• EXERCISE PROMPT: Set down each of the entries below verbatim, without any alteration.
━━━ TASK MATERIAL
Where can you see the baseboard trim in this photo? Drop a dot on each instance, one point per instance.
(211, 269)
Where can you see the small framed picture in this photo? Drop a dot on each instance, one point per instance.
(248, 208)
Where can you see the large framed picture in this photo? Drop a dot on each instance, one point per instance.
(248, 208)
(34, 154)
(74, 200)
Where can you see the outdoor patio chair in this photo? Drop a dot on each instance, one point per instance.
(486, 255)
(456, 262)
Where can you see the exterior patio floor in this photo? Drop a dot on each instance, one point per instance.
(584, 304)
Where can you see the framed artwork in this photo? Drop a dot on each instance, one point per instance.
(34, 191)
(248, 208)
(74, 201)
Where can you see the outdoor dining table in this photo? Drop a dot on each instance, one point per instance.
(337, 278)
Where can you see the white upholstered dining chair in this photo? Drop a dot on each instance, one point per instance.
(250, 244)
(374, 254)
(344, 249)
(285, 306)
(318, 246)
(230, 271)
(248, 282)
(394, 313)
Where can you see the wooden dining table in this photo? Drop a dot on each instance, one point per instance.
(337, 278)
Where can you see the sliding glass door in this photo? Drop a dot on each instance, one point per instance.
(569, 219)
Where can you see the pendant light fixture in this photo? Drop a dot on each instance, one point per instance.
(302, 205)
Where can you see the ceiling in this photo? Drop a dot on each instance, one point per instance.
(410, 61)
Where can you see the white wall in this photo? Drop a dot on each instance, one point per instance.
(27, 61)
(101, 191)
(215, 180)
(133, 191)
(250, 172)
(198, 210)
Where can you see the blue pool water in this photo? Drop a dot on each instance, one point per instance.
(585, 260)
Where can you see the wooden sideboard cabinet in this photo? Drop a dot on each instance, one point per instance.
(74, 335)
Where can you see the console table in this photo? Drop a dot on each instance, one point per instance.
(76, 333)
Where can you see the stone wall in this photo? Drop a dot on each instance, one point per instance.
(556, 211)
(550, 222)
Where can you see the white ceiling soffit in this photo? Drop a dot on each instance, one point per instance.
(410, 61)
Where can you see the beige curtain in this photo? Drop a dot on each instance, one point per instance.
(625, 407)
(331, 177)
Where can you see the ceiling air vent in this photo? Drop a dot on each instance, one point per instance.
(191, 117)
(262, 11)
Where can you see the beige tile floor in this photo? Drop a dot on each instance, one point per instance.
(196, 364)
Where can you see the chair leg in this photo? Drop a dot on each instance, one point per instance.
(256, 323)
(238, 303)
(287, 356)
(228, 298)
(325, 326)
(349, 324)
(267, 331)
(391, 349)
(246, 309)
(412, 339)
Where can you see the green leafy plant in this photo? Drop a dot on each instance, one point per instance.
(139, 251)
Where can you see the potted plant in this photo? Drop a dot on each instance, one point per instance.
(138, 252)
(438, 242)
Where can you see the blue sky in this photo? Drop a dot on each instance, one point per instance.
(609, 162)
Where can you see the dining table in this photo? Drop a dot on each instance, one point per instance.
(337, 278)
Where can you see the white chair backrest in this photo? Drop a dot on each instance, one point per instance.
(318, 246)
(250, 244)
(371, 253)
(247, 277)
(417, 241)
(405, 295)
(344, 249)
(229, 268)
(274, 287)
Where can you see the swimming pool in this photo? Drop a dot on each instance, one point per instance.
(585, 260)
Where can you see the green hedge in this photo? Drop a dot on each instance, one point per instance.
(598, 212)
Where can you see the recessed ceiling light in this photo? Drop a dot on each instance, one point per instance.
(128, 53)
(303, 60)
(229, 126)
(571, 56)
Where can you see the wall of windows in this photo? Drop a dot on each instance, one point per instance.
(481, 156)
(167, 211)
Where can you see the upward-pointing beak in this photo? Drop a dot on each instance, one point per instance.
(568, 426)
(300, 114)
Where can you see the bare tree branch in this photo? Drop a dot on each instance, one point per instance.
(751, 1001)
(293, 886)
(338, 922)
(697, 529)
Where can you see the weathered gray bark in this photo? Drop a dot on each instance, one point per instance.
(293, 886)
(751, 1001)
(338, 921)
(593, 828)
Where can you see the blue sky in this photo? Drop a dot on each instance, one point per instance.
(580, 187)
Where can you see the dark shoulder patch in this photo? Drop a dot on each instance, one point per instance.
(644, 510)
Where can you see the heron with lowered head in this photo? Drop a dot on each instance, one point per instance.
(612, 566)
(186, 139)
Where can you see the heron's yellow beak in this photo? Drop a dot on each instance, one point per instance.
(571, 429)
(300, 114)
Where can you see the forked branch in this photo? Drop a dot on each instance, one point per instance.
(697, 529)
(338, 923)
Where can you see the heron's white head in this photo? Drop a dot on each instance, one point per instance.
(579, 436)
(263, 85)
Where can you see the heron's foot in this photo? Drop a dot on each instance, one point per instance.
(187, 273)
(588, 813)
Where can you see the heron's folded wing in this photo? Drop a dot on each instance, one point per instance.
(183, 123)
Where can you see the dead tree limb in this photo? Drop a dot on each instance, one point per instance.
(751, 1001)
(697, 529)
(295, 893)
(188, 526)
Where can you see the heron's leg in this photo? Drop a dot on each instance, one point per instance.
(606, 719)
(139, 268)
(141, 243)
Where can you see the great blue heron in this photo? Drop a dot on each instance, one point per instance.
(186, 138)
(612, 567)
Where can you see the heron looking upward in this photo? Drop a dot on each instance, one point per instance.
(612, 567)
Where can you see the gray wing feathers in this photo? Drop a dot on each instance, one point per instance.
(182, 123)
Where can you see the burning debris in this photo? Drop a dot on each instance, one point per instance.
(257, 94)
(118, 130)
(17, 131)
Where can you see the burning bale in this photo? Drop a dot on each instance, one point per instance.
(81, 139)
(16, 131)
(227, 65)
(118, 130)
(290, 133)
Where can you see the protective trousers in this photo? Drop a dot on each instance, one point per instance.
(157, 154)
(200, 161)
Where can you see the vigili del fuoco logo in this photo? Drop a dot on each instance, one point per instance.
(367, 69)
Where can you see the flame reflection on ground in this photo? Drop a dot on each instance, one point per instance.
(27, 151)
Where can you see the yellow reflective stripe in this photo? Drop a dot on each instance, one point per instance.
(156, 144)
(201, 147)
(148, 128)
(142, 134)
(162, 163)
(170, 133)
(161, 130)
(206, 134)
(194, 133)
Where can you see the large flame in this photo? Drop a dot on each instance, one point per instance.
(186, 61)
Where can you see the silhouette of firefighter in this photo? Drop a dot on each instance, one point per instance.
━━━━━━
• RESULT OF THE TASK:
Where can you see the baseboard trim in this photo? Drop a dot on each instance, one point per instance.
(211, 269)
Where can you see the small framed picture in this photo? Drop a dot on each instance, one point per instance.
(248, 208)
Where can you see the large framed picture in this photo? Drop a dot on each instance, one point per instance.
(248, 208)
(34, 154)
(74, 200)
Where can you see the outdoor patio chair in this photo? Drop a dot on each instance, one point per instance.
(486, 255)
(456, 262)
Where can you see the exterior patio floor in this photo? Drop a dot on each instance, one point per instance.
(584, 304)
Where can you see the framed artwork in this photo? Drop a dot on each instance, one point per instance.
(34, 191)
(248, 208)
(74, 201)
Where can you see the outdoor dining table in this photo? Drop a dot on each instance, one point per instance.
(337, 278)
Where can you see the white upholstered dining chair in this photo? Drop a dot on each instance, one point per instance.
(250, 244)
(374, 254)
(344, 249)
(285, 306)
(318, 246)
(230, 271)
(248, 282)
(394, 313)
Where can you see the wooden dining table in this photo? Drop a dot on each instance, one point per instance.
(337, 278)
Where can you see the sliding glass door in this photo? Drop a dot on each instance, one point per instance.
(569, 219)
Where can you see the pendant light fixture in this photo? Drop a dot on each instance, one point per instance.
(302, 205)
Where can you see the ceiling in this photo? Drop a dot on each instance, one point per instance.
(410, 61)
Where can you see the white wall in this photo? Drop a dot on each instance, one point per instance.
(27, 61)
(101, 191)
(215, 180)
(133, 191)
(250, 172)
(198, 210)
Where can you see the blue pool water in this photo? Drop a dot on each instance, one point per instance.
(585, 260)
Where can you see the wooden sideboard cabinet in this photo? Drop a dot on each instance, one point per instance.
(74, 335)
Where can you see the console table in this photo? Drop a dot on each instance, one point per instance.
(76, 333)
Where can you see the stone wall in this photo? Drop a dot on each instance, one point per instance.
(556, 211)
(550, 222)
Where can you see the white ceiling soffit in this photo? Drop a dot on each instance, one point per instance.
(410, 61)
Where can you see the beige curtain in this photo? Drop a dot on each instance, one point per instance.
(625, 407)
(331, 177)
Where can you see the ceiling air vent in this photo? Drop a dot on each instance, one point per instance.
(191, 117)
(262, 11)
Where can you see the beige tile floor in this photo? Drop a dot on each instance, one point per instance.
(196, 364)
Where can you see the chair leg in this photo? Drop a dot on each instance, one point per instance.
(256, 323)
(238, 303)
(287, 356)
(228, 298)
(325, 326)
(349, 324)
(267, 331)
(391, 349)
(246, 309)
(412, 339)
Where can you see the green leafy plant in this photo? Drop a dot on each instance, one point per instance.
(139, 251)
Where can you see the potted plant in this photo? Drop a dot on each instance, one point per instance.
(138, 252)
(438, 242)
Where can you see the blue sky in this photo? Drop a dot on each instance, one point per instance.
(609, 162)
Where can you see the dining table in this photo? Drop a dot on each instance, one point per instance.
(337, 278)
Where can you see the white chair backrest in this photo? Drop a dot on each instance, one point per instance.
(318, 246)
(250, 244)
(371, 253)
(247, 277)
(417, 241)
(405, 295)
(344, 249)
(229, 268)
(274, 287)
Where can you see the swimming pool in this photo? Drop a dot on each instance, one point per instance.
(585, 260)
Where can you see the green hedge in this photo? Drop a dot on each instance, one point per instance.
(598, 212)
Where can you see the recessed ceiling light in this photo? Drop a dot on each instance, one point per instance.
(128, 53)
(303, 60)
(229, 126)
(571, 56)
Where can you see the wall of windows in this photo? Drop a dot on each instance, one point per instance.
(481, 156)
(167, 211)
Where can you see the upward-pointing beak in this photo? Drop a dot on each instance, one point per instance.
(568, 426)
(300, 114)
Where can you see the bare tree branch in this photo? Drop a dot on each instance, one point per instance.
(751, 1001)
(293, 886)
(338, 922)
(697, 529)
Where can you see the weathered gray bark in this photo? Drop a dot on each instance, one point per instance.
(293, 886)
(751, 1001)
(338, 921)
(593, 828)
Where can you see the blue sky in this photo? Drop a dot on each instance, one point per instance.
(580, 187)
Where can you see the dark shoulder patch in this photo? Drop a dot on each instance, one point per instance.
(644, 510)
Where can you see the heron with lowered head in this photo? Drop a dot on each instance, one point per instance.
(612, 566)
(186, 139)
Where can you see the heron's yellow beak in this photo? Drop a dot on each instance, one point per instance.
(571, 429)
(300, 114)
Where can you see the forked branch in this photo? Drop a dot on each instance, one point per instance.
(697, 529)
(338, 923)
Where can you see the heron's white head in this photo? Drop a dot on each instance, one point per instance.
(579, 436)
(263, 85)
Where can you see the heron's foot in this photo? Drop a dot on each instance, one point per instance.
(187, 273)
(588, 813)
Where can you see the heron's folded wing in this photo? Drop a dot on each instance, one point per instance.
(183, 123)
Where can you see the dead tree limb in this photo? Drop a dot on each instance, one point per instance.
(751, 1001)
(697, 529)
(295, 893)
(188, 526)
Where can you see the heron's leg in this photo? Drop a dot on each instance, one point per instance.
(606, 719)
(139, 268)
(141, 243)
Where can you see the great blue heron in this photo? Drop a dot on each instance, one point per instance.
(186, 138)
(612, 567)
Where can you see the heron looking upward in this photo? Drop a dot on each instance, one point per instance.
(612, 567)
Where can you see the gray wing feathers in this photo? Drop a dot on each instance, one point per instance.
(182, 123)
Where can you see the burning debris in this photo? Drop a dot on each instance, one point per instance.
(257, 94)
(118, 130)
(17, 131)
Where can you see the burning bale in this photo? Drop a dot on each instance, one point per instance.
(81, 139)
(16, 131)
(227, 65)
(118, 130)
(290, 133)
Where can you see the protective trousers in this photo? Drop a dot on each instance, one point per instance.
(157, 154)
(200, 161)
Where can you see the vigili del fuoco logo in this photo? Drop a dot on each instance, one point per instance.
(367, 69)
Where can you see the flame reflection on ground in this photo? Drop a dot on each instance, one point per instance.
(27, 151)
Where can you see the yellow reflective stripe in this photo? Drop a dot on each instance, one point per instance.
(156, 144)
(201, 147)
(148, 128)
(142, 134)
(162, 163)
(170, 133)
(161, 130)
(206, 134)
(194, 133)
Where can you see the large flame in this photo? Drop a dot on each instance, one point per instance.
(186, 61)
Where can you see the silhouette of firefighter in this photo? Drop a dot on each instance, one point per instance.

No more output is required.